> [EXERCISE DETAILS]:
Reproduce all of the lines below word for word, leaving out the pictures.

> [RECORDS FOR THIS TASK]:
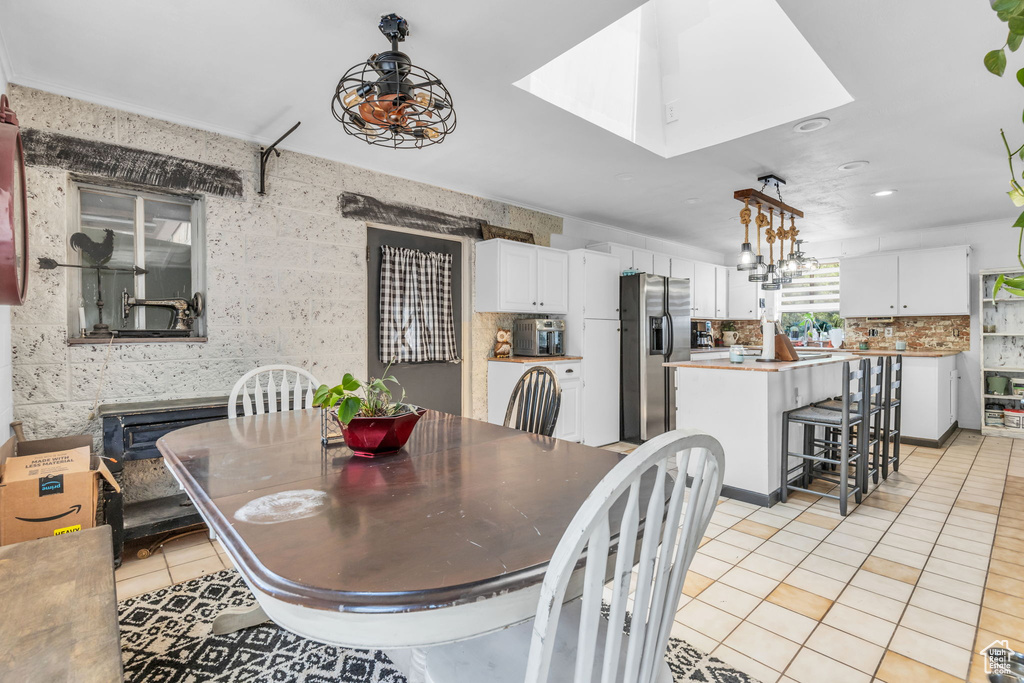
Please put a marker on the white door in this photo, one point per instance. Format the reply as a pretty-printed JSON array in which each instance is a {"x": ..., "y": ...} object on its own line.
[
  {"x": 600, "y": 378},
  {"x": 868, "y": 286},
  {"x": 721, "y": 291},
  {"x": 742, "y": 297},
  {"x": 643, "y": 261},
  {"x": 934, "y": 283},
  {"x": 567, "y": 427},
  {"x": 683, "y": 268},
  {"x": 601, "y": 274},
  {"x": 552, "y": 281},
  {"x": 702, "y": 290},
  {"x": 663, "y": 265}
]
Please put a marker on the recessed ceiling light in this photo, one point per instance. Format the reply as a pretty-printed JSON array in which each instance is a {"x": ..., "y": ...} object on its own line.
[{"x": 811, "y": 125}]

> [RESPONSE TO THIS TASK]:
Please put a marker on the white door in this photo, one point per instance. Format the reply as a pretty-printed JSON array in which each instance is a {"x": ..., "y": ...} object on its own line.
[
  {"x": 600, "y": 378},
  {"x": 868, "y": 286},
  {"x": 721, "y": 291},
  {"x": 742, "y": 297},
  {"x": 643, "y": 261},
  {"x": 934, "y": 283},
  {"x": 567, "y": 427},
  {"x": 683, "y": 268},
  {"x": 601, "y": 274},
  {"x": 552, "y": 281},
  {"x": 702, "y": 290},
  {"x": 663, "y": 265}
]
Please put a marker on the recessed ceiling light in this photo, one point per instance. Format the reply as a pretty-printed JSON array in which each instance is a {"x": ..., "y": ...} object on its own line.
[{"x": 811, "y": 125}]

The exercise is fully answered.